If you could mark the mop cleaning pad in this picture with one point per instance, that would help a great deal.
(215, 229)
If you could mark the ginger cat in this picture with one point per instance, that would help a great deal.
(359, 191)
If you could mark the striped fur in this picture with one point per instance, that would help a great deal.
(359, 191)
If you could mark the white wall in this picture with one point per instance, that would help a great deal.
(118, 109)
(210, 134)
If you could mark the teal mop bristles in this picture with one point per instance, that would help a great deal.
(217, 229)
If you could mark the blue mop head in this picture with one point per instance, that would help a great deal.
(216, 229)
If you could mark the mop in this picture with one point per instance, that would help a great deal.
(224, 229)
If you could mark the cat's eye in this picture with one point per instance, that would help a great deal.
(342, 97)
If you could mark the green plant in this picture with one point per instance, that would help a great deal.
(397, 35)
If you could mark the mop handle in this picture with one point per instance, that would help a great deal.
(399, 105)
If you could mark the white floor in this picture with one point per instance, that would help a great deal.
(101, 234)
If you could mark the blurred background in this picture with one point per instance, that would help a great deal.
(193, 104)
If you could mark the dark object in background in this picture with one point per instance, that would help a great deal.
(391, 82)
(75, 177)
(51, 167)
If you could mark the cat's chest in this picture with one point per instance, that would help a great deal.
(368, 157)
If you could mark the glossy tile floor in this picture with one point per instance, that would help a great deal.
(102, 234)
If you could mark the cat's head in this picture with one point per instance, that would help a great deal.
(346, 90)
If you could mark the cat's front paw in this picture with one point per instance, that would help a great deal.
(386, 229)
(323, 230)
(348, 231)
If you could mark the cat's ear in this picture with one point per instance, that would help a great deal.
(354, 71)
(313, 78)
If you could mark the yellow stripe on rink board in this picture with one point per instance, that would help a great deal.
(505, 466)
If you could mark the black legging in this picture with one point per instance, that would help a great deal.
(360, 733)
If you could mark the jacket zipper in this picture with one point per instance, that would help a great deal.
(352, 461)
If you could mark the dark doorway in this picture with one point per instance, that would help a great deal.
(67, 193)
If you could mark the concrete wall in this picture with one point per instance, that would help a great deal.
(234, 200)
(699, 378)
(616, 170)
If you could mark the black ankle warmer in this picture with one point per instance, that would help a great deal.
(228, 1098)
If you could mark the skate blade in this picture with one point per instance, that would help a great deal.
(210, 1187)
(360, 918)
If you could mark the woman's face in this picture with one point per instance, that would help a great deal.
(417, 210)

⁂

• **Aim**
Could you give again exactly the lines from the line containing "If you could mark the mop handle" through the final line of the data above, and no others?

• **Output for this exercise**
If you could mark the mop handle in this picture with one point per instance, that would help a great deal.
(399, 105)
If you could mark the white floor in this picture with one point per instance, that would help a great deal.
(101, 234)
If you could mark the blurred background in this picture with one point per instance, that would help a great deal.
(193, 104)
If you could mark the dark object in background in this picture with one point per instance, that would help a great deal.
(391, 82)
(75, 177)
(51, 167)
If you could mark the cat's chest in this picture with one point per instance, that would help a great deal.
(368, 157)
If you could mark the glossy tile floor in this picture with one point per instance, that would help a great deal.
(102, 234)
If you could mark the cat's head in this picture with one point per instance, that would help a great deal.
(346, 90)
If you could mark the cat's front paw in this picture with one point per instance, that would help a great deal.
(386, 229)
(323, 230)
(348, 231)
If you could mark the cat's ear in this picture with one point per instance, that would help a great deal.
(354, 71)
(313, 78)
If you could mark the yellow stripe on rink board in this picture with one point per instance, that would help a great deal.
(505, 466)
If you could mark the black legging in this picture with one point per instance, that would help a great deal.
(360, 733)
If you could mark the jacket zipper in this picture with one point per instance, that would help a great deal.
(352, 461)
If you could mark the dark doorway in this picture with one point per instance, that would help a great deal.
(67, 193)
If you could mark the concrete wall in this picture with one point per instance, that would help a great deal.
(234, 200)
(699, 378)
(616, 170)
If you could mark the black ankle warmer in this picture with one point per instance, that would help a great deal.
(228, 1098)
If you could mark the skate blade in this picture with one point per instance, that would help a great deal.
(210, 1187)
(360, 918)
If you could mark the woman's face in this picture with one point per instance, that would help a great deal.
(417, 210)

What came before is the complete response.